• The problem
Give again, unaltered, the line with "In the photo above, where can the large" and all lines that follow it in the listing below, minus any pictures.
#### Input for this task ####
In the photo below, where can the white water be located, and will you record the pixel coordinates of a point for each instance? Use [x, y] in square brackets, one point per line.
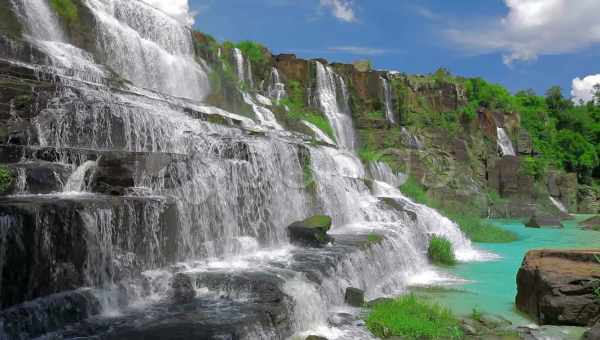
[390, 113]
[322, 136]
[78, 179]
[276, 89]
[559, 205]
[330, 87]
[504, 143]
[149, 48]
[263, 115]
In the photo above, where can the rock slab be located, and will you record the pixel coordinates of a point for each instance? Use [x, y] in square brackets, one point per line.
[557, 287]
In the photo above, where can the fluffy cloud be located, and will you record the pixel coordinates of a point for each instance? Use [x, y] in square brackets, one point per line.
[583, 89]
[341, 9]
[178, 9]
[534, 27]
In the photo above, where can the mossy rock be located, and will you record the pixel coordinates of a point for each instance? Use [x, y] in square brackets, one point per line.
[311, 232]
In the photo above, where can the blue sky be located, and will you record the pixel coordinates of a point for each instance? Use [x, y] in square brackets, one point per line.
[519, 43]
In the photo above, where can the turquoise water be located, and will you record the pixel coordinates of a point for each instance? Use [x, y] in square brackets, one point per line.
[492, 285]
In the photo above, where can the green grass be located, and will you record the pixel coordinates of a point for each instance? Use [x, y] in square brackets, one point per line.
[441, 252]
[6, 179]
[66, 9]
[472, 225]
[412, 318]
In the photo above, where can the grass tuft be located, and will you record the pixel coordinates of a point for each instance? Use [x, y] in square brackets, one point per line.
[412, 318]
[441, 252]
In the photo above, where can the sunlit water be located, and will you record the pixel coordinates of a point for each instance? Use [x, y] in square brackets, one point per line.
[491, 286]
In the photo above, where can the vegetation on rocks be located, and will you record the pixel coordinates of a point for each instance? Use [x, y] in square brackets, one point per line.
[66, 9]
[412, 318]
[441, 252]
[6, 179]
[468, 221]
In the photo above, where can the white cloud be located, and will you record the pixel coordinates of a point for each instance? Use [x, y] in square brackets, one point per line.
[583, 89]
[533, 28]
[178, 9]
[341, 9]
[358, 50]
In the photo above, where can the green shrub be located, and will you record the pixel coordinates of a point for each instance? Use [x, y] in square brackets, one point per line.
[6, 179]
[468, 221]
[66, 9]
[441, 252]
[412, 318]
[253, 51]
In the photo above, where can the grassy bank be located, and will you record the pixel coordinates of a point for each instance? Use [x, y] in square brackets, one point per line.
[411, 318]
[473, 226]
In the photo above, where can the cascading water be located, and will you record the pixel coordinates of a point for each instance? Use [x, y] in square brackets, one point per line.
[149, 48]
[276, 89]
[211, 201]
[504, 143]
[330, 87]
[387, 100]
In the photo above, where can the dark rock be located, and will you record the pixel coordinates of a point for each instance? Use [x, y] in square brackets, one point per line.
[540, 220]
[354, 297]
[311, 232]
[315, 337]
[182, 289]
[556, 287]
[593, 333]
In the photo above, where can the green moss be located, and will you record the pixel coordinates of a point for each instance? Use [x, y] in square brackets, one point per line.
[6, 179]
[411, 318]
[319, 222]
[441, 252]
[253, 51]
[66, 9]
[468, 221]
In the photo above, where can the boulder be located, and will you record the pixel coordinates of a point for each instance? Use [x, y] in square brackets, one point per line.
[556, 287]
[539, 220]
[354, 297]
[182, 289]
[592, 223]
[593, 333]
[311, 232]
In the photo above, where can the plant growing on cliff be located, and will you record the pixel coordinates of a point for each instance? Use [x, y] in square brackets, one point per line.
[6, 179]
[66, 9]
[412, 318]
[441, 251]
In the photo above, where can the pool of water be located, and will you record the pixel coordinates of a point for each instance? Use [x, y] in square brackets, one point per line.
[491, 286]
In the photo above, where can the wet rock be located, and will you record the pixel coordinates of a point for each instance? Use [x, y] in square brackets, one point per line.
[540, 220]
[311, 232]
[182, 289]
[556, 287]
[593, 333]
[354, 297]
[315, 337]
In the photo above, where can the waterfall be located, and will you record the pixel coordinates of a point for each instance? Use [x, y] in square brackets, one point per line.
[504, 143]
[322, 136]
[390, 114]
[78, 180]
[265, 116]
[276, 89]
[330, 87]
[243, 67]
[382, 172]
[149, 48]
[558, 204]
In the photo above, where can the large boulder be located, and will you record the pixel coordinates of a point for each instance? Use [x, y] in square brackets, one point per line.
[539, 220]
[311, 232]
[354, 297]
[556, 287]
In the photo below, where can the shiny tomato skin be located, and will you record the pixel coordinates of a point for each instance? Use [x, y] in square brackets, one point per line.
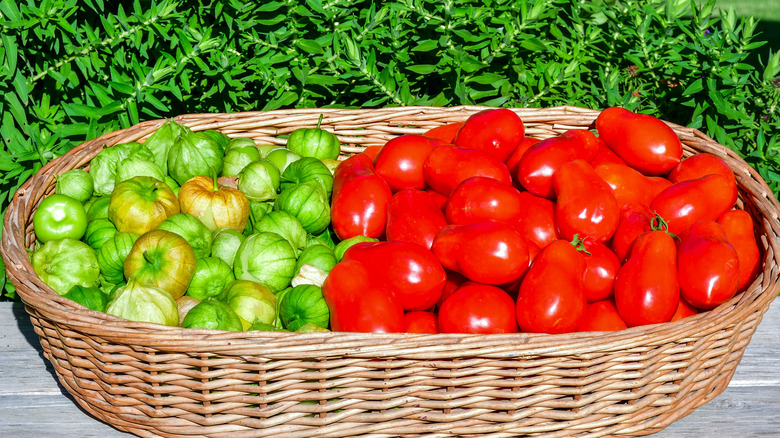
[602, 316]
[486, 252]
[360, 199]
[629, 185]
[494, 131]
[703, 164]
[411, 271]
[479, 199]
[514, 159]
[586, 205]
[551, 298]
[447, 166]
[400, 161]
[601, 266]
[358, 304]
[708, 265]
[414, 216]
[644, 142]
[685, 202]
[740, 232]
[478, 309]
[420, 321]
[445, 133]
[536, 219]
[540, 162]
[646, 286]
####
• Completed task
In the photo above, where can the large boulder be located, and will you record the pixel coordinates of a point for each instance? Use [x, y] in square brackets, one point per line.
[539, 220]
[311, 232]
[354, 297]
[556, 287]
In the photo below, where can the shiny tomato skin be located, and will you record the pixel coordinates of a point for each instance? Use [x, y] in square brackets, one point per line.
[602, 316]
[486, 252]
[360, 199]
[629, 185]
[494, 131]
[703, 164]
[411, 271]
[479, 199]
[514, 159]
[586, 205]
[551, 298]
[447, 166]
[400, 161]
[601, 266]
[358, 304]
[708, 265]
[414, 216]
[644, 142]
[685, 202]
[740, 232]
[478, 309]
[420, 321]
[445, 133]
[536, 219]
[540, 162]
[646, 286]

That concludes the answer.